**EXTRACT**
start

Glaze provides a YAML 1.2 reader and writer. The same compile-time reflection metadata used for JSON works for YAML, so you can reuse your glz::meta specializations without additional boilerplate.

Note: YAML support requires a separate include. It is not included in glaze/glaze.hpp.

Getting Started

Include glaze/yaml.hpp to access the YAML API:

#include "glaze/yaml.hpp"

struct retry_policy
{
   int attempts = 5;
   int backoff_ms = 250;
};

template <>
struct glz::meta<retry_policy>
{
   using T = retry_policy;
   static constexpr auto value = object(&T::attempts, &T::backoff_ms);
};

struct app_config
{
   std::string host = "127.0.0.1";
   int port = 8080;
   retry_policy retry{};
   std::vector<std::string> features{"metrics"};
};

template <>
struct glz::meta<app_config>
{
   using T = app_config;
   static constexpr auto value = object(&T::host, &T::port, &T::retry, &T::features);
};

app_config cfg{};
std::string yaml{};
auto write_error = glz::write_yaml(cfg, yaml);
if (write_error) {
   const auto message = glz::format_error(write_error, yaml);
   // handle the error message
}

app_config loaded{};
auto read_error = glz::read_yaml(loaded, yaml);
if (read_error) {
   const auto message = glz::format_error(read_error, yaml);
   // handle the error message
}

glz::write_yaml and glz::read_yaml return an error_ctx. The object becomes truthy when an error occurred; pass it to glz::format_error to obtain a human-readable explanation.

YAML Output Example

The app_config structure above produces:

host: "127.0.0.1"
port: 8080
retry:
  attempts: 5
  backoff_ms: 250
features:
  - metrics

YAML Input Example

Glaze supports both block style (with indentation) and flow style (compact) for reading:

Block style:

host: localhost
port: 9000
retry:
  attempts: 6
  backoff_ms: 500
features:
  - metrics
  - debug

Flow style:

host: localhost
port: 9000
retry: {attempts: 6, backoff_ms: 500}
features: [metrics, debug]

Scalar Types

Glaze YAML supports the following scalar representations:

Strings

# Plain scalars (unquoted)
name: hello world

# Double-quoted with escape sequences
message: "Hello\nWorld"

# Single-quoted (literal, only '' escapes to ')
path: 'C:\Users\name'

# Literal block scalar (preserves newlines)
description: |
  This is line 1.
  This is line 2.
  This is line 3.

# Folded block scalar (folds newlines to spaces)

end

**EXERCISE 1**
In the YAML documentation, which header must be included to access the YAML API?
The entries that come next have no connection to the YAML documentation.

**INPUT**
start

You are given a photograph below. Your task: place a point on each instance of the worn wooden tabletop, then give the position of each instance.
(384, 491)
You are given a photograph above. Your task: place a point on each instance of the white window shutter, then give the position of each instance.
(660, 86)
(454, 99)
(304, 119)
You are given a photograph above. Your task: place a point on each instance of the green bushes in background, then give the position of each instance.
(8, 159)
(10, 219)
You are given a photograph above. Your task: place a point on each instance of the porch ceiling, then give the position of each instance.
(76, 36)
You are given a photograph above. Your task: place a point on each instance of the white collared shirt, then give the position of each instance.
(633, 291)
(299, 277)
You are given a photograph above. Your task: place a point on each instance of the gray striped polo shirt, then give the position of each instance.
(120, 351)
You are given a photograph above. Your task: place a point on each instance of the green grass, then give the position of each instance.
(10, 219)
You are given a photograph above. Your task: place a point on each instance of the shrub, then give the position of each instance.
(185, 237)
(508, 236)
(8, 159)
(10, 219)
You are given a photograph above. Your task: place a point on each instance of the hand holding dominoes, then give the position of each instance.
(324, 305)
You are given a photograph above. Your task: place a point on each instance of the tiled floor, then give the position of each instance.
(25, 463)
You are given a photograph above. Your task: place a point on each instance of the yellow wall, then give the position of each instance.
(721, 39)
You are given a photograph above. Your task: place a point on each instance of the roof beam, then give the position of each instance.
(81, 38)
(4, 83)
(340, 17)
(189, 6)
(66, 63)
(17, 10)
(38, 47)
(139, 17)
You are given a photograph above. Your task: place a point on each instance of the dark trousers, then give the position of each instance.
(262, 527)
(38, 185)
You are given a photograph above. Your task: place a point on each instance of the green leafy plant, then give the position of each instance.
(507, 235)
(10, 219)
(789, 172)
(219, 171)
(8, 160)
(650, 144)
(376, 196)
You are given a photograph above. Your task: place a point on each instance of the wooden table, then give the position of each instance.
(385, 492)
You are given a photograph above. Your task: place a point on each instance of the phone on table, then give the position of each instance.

end

**EXERCISE 2**
Return, word for word, the part of the entries that opens with the line containing "plant, then give the position of each instance." and closes with the last line of the entries, both ends included.

**REPLY 1**
glaze/yaml.hpp

**REPLY 2**
You are given a photograph above. Your task: place a point on each instance of the green leafy plant, then give the position of each instance.
(507, 235)
(10, 219)
(789, 172)
(219, 171)
(8, 160)
(650, 144)
(376, 196)
You are given a photograph above. Your task: place a point on each instance of the wooden table, then give the position of each instance.
(385, 492)
You are given a photograph above. Your task: place a point on each instance of the phone on table, then give the position of each instance.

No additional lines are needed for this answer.